■ DIRECTIONS:
In your copy, leave out the pictures and repeat the entries below exactly.

[Opening RECORDS SUPPLIED section]

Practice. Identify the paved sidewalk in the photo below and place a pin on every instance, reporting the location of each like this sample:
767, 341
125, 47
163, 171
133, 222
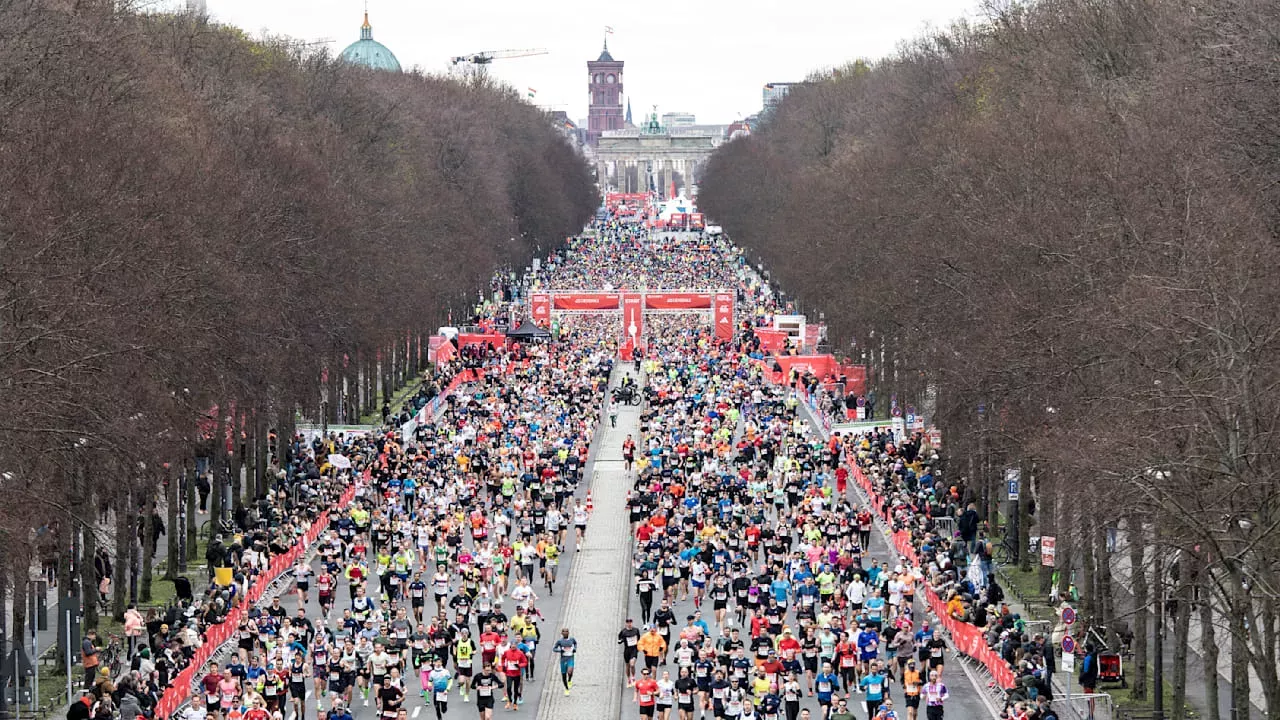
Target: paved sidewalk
598, 587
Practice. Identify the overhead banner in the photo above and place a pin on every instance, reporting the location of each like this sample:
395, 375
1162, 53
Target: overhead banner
772, 341
632, 318
586, 301
677, 300
723, 315
540, 309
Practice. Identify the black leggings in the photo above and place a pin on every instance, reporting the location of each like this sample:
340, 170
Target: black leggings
515, 687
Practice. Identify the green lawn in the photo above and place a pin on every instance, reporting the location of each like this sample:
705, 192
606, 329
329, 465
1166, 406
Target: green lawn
398, 400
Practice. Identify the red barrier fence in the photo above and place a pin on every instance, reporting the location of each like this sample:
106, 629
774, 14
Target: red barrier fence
968, 638
215, 636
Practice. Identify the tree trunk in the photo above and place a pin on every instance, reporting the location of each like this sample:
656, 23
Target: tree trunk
1237, 610
21, 570
216, 464
149, 545
1024, 516
173, 475
1182, 624
124, 538
1208, 642
260, 451
1045, 497
1106, 600
192, 502
65, 587
1142, 609
237, 470
88, 574
1088, 574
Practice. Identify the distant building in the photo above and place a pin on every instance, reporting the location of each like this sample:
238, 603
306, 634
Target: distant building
567, 127
604, 85
775, 92
679, 119
369, 53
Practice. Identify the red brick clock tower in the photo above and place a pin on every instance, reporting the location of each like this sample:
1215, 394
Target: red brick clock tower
604, 83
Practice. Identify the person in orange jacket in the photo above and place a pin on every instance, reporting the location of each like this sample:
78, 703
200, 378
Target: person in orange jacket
653, 647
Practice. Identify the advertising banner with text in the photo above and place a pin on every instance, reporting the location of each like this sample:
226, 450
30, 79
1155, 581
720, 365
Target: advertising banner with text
540, 309
677, 300
632, 317
725, 315
586, 301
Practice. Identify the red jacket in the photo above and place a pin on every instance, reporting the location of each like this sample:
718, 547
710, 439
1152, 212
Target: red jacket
513, 662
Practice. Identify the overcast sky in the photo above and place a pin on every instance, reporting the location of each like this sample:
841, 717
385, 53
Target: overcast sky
705, 57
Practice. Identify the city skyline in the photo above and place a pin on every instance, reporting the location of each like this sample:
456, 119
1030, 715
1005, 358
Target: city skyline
671, 64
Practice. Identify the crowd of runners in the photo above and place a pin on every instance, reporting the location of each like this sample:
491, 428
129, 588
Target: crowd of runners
755, 587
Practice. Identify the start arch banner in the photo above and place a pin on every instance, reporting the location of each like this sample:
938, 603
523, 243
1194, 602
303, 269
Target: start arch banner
677, 300
634, 305
723, 315
586, 301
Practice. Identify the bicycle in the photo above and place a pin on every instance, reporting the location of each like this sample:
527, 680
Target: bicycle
113, 656
1005, 552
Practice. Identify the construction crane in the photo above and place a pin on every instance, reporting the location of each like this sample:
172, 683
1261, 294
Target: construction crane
490, 55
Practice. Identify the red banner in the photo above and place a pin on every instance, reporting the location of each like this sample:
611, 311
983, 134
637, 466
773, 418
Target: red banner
723, 315
772, 341
632, 318
215, 636
677, 300
583, 301
496, 340
821, 365
540, 309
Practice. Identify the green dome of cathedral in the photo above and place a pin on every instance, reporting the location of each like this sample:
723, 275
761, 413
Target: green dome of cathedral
370, 53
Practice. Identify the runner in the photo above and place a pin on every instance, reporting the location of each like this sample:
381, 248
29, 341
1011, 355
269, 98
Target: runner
566, 647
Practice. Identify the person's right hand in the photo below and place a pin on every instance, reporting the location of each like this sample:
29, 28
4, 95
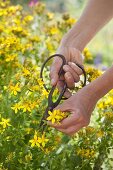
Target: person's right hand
72, 71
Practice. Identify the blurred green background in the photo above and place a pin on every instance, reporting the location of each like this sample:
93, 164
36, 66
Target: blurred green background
102, 43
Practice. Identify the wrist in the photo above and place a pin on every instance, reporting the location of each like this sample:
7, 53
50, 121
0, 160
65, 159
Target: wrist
102, 85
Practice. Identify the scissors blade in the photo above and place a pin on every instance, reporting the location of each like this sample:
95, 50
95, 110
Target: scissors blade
45, 115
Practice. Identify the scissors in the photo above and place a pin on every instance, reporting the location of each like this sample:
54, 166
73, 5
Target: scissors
51, 104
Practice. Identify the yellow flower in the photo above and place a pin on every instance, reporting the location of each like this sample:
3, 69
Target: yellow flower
26, 72
38, 141
15, 89
26, 107
35, 141
43, 140
5, 122
56, 116
16, 107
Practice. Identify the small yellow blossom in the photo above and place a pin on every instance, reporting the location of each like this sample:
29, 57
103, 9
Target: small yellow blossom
50, 15
14, 89
38, 141
16, 107
26, 72
56, 116
5, 123
26, 107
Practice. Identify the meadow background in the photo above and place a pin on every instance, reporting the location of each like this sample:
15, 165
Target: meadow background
101, 44
28, 35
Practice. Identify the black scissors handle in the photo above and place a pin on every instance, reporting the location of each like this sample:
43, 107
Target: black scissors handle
51, 104
60, 72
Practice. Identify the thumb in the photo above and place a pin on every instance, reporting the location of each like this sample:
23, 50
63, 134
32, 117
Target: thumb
65, 106
55, 67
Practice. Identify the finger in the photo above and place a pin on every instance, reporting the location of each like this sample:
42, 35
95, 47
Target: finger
71, 130
54, 71
75, 75
69, 80
67, 122
75, 68
60, 86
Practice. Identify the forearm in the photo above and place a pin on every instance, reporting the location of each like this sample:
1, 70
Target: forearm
102, 85
96, 14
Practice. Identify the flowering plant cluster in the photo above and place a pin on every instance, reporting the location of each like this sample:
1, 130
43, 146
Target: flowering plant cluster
26, 40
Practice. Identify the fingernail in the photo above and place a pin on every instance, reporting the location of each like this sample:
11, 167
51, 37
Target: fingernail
53, 82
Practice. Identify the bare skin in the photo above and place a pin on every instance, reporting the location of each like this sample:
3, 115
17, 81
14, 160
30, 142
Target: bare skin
94, 17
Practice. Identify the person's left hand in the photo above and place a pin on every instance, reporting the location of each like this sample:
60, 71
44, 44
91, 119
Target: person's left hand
80, 105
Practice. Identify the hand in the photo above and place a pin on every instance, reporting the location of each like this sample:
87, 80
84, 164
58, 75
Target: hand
72, 71
80, 105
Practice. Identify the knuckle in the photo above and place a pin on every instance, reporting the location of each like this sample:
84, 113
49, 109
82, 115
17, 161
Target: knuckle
85, 123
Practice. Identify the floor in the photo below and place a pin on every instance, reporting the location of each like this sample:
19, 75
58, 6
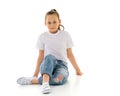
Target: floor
86, 85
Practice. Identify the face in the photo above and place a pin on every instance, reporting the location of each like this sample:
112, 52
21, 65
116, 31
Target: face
52, 22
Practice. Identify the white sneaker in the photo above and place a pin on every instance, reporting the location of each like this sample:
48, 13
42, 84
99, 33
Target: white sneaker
25, 80
45, 88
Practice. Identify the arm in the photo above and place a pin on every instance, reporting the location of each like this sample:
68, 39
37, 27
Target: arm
39, 61
73, 61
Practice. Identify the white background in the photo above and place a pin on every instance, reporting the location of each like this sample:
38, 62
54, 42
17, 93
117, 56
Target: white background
94, 26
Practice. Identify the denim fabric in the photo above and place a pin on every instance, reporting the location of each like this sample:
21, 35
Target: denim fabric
54, 68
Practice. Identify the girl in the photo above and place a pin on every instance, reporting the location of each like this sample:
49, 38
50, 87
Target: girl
55, 46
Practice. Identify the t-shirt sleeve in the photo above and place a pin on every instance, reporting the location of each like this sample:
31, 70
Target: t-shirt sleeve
40, 43
69, 41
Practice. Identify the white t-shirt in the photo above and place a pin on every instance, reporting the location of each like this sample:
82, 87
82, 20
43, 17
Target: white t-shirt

[Closing RECORDS SUPPLIED section]

■ PROBLEM SOLUTION:
Practice. Identify the paved sidewalk in the photo below and place a pin on every instance, reporting the location of each like this sample:
767, 341
125, 47
163, 171
133, 222
Target: paved sidewalk
598, 587
Practice. Identify the overhead banner in the photo above and place a pin on every instance, reporting the location of each like this sample:
395, 375
1162, 53
Target: overhead banner
772, 341
632, 318
586, 301
677, 300
723, 315
540, 309
Practice. Identify the black leggings in the photo above and place a pin on every instance, reporting the location of each like this sample:
340, 170
Target: black leggings
515, 687
Practice. Identify the green lawn in the photo above and place a pin on every instance, reporting the location of each like this sample:
705, 192
606, 329
329, 465
1166, 406
Target: green lawn
398, 400
Practice. Identify the red barrier fence in the photo above and place a pin on every instance, reporting the location of each like this sample:
106, 629
774, 14
Target: red barrier fence
968, 638
215, 636
Practice. Identify the tree trunk in the photo above and place a pin on every instance, reporting the location of each like this sample:
656, 23
Target: tree trunk
1237, 610
21, 570
216, 464
149, 545
1024, 516
173, 475
1182, 624
124, 538
1208, 642
260, 451
1045, 497
1106, 600
192, 502
65, 587
1142, 609
237, 470
88, 574
1088, 574
Practice. Identify the distant building in the photo above and place a pin on every instance, reporting the location of each like this sample:
238, 603
306, 634
Target: distant building
567, 127
604, 85
775, 92
679, 119
369, 53
Practice. Identify the red brick clock tower in the photo above and place a pin on every instance, reporting the location of each like this sample:
1215, 394
Target: red brick clock tower
604, 83
Practice. Identify the person in orange jacket in the photo above and place a pin on every instance, reporting the location of each like this sample:
78, 703
200, 378
Target: person in orange jacket
653, 647
Practice. Identify the advertising banner with text in the photo above and place a pin on every instance, reporting the location of each like this sample:
226, 450
30, 79
1155, 581
720, 365
Target: advertising banner with text
540, 309
677, 300
632, 317
725, 315
586, 301
Practice. Identify the red jacket in the photo above and place a pin on every instance, reporting the location of each like this sample:
718, 547
710, 439
1152, 212
Target: red jacket
513, 662
Practice. Identify the overcast sky in the photo above and place a pin on every instance, reporting the location of each like this sample:
841, 717
385, 53
Target: overcast sky
705, 57
Practice. Identify the city skyline in the photo above and place a pin on every instance, reporting the location of each like this sample:
456, 119
1030, 715
1005, 358
Target: city skyline
671, 64
Practice. Identify the crowd of runners in the photo above and place a pin on every instance, reporting the location of each like this sample:
491, 428
129, 588
Target: crowd of runners
755, 587
Practice. Identify the start arch banner in the photo above and place a pin on every instance, reporting the location of each like this sample:
938, 603
523, 243
1194, 602
303, 269
Target: start arch banner
677, 300
634, 305
723, 315
586, 301
Practice. Identify the bicycle in the photo above and place a pin on every instance, reporting the location of each like this sample:
527, 680
Target: bicycle
113, 656
1005, 552
Practice. Identify the construction crane in the photo above and place a pin on every instance, reporting the location of each like this sample:
172, 683
1261, 294
Target: construction crane
490, 55
Practice. Identify the red banner in the photo above and place a pin on every instance, reporting the location of each like this sample:
611, 311
983, 134
637, 466
773, 418
Target: red banner
723, 315
772, 341
632, 318
215, 636
677, 300
583, 301
496, 340
821, 365
540, 309
Practice. Identify the green dome of cathedral in the photo above and place a pin on every instance, reporting the location of each like this sample:
723, 275
761, 413
Target: green dome of cathedral
370, 53
Practice. Identify the runner in the photo above and place a pin on every instance, reporting the location of each like this sample:
381, 248
29, 341
1011, 355
269, 98
Target: runner
566, 647
Practice. Identify the person's right hand in the photo below and place a pin on every instance, reporting the location of each like this sample:
29, 28
4, 95
Target: person's right hand
72, 71
Practice. Identify the blurred green background in the photo above and place a pin on every instance, reporting the location of each like this sample:
93, 164
36, 66
Target: blurred green background
102, 43
Practice. Identify the wrist in the photo above and place a pin on every instance, reporting the location of each like this sample:
7, 53
50, 121
0, 160
65, 159
Target: wrist
102, 85
Practice. Identify the scissors blade in the photo above and place a pin on every instance, reporting the location of each like this sample:
95, 50
95, 110
Target: scissors blade
45, 115
Practice. Identify the scissors in the photo above and place a pin on every instance, reporting the location of each like this sample:
54, 166
73, 5
Target: scissors
51, 104
Practice. Identify the yellow flower in the photo above and place a pin on every instance, reporting the location of each like this sample:
3, 69
Target: yellow flower
26, 72
38, 141
15, 89
26, 107
35, 141
43, 140
5, 122
56, 116
16, 107
Practice. Identify the small yellow blossom in the photo above and place a pin on every instance, reporting the location of each like this sample:
29, 57
103, 9
Target: small yellow blossom
50, 15
14, 89
38, 141
16, 107
26, 72
56, 116
5, 123
26, 107
Practice. Identify the meadow background in the photo above and place a pin on every instance, reporting the location of each like this sample:
15, 165
Target: meadow background
101, 44
28, 35
Practice. Identify the black scissors handle in the photo above and place a pin on every instance, reporting the location of each like this sample:
43, 107
Target: black scissors handle
51, 104
60, 72
Practice. Identify the thumb in the photo above and place a pin on every instance, reporting the location of each like this sample:
23, 50
63, 134
32, 117
Target: thumb
65, 106
55, 67
Practice. Identify the finger in the photo above and place a pin on every instance, reporting the location of each like this sample:
42, 35
95, 47
Target: finger
71, 130
54, 71
75, 75
69, 80
67, 122
75, 68
60, 86
Practice. Identify the forearm in the photo above and place a pin on every instance, reporting the location of each like this sample:
1, 70
Target: forearm
102, 85
96, 14
Practice. Identify the flowering plant cluster in the photo above and place a pin on every instance, reporting the location of each like this sample:
1, 130
43, 146
Target: flowering plant cluster
26, 40
Practice. Identify the fingernail in the photo above and place a pin on every instance, reporting the location of each like this sample:
11, 167
51, 37
Target: fingernail
53, 82
Practice. Identify the bare skin in the photo above and place a pin on every instance, reporting the location of each like this sample:
3, 115
17, 81
14, 160
30, 142
Target: bare skin
94, 17
Practice. Identify the person's left hand in the photo above and place a pin on every instance, reporting the location of each like this sample:
60, 71
44, 44
91, 119
Target: person's left hand
80, 105
Practice. Identify the hand in the photo above and place a pin on every instance, reporting the location of each like this sample:
87, 80
84, 164
58, 75
Target: hand
72, 71
80, 105
Practice. Identify the knuckle in the photo above and place a pin on every instance, reporting the location of each like this sample:
84, 113
49, 109
82, 115
17, 161
Target: knuckle
85, 123
Practice. Identify the floor in the photo below and place a pin on every instance, reporting the location of each like this sample:
19, 75
58, 6
Target: floor
86, 85
Practice. Identify the face in the photo above and place a pin on every instance, reporting the location of each like this sample:
112, 52
21, 65
116, 31
Target: face
52, 22
Practice. Identify the white sneaker in the photo above and place a pin on every instance, reporting the location of each like this sample:
48, 13
42, 84
99, 33
Target: white sneaker
25, 80
45, 88
Practice. Identify the arm in the photo above and place a pin on every instance, reporting the location of each like this sample:
68, 39
37, 27
Target: arm
39, 61
73, 61
Practice. Identify the white background in the photo above and place a pin on every instance, reporting the location of each like this sample:
38, 62
54, 42
17, 93
117, 56
Target: white background
94, 26
Practice. Identify the denim fabric in the photo above and place a pin on every instance, reporting the location of each like this sample:
21, 35
Target: denim fabric
54, 68
Practice. Identify the girl in the photo above and place a pin on every instance, reporting the location of each like this sample:
49, 38
50, 87
Target: girl
55, 46
Practice. Identify the t-shirt sleeve in the photo above and place a pin on every instance, reporting the location of each like this sample:
31, 70
Target: t-shirt sleeve
40, 43
69, 41
Practice. Identify the white t-shirt in the photo above and place a pin on every instance, reporting the location of each like this sample:
82, 87
82, 20
43, 17
Target: white t-shirt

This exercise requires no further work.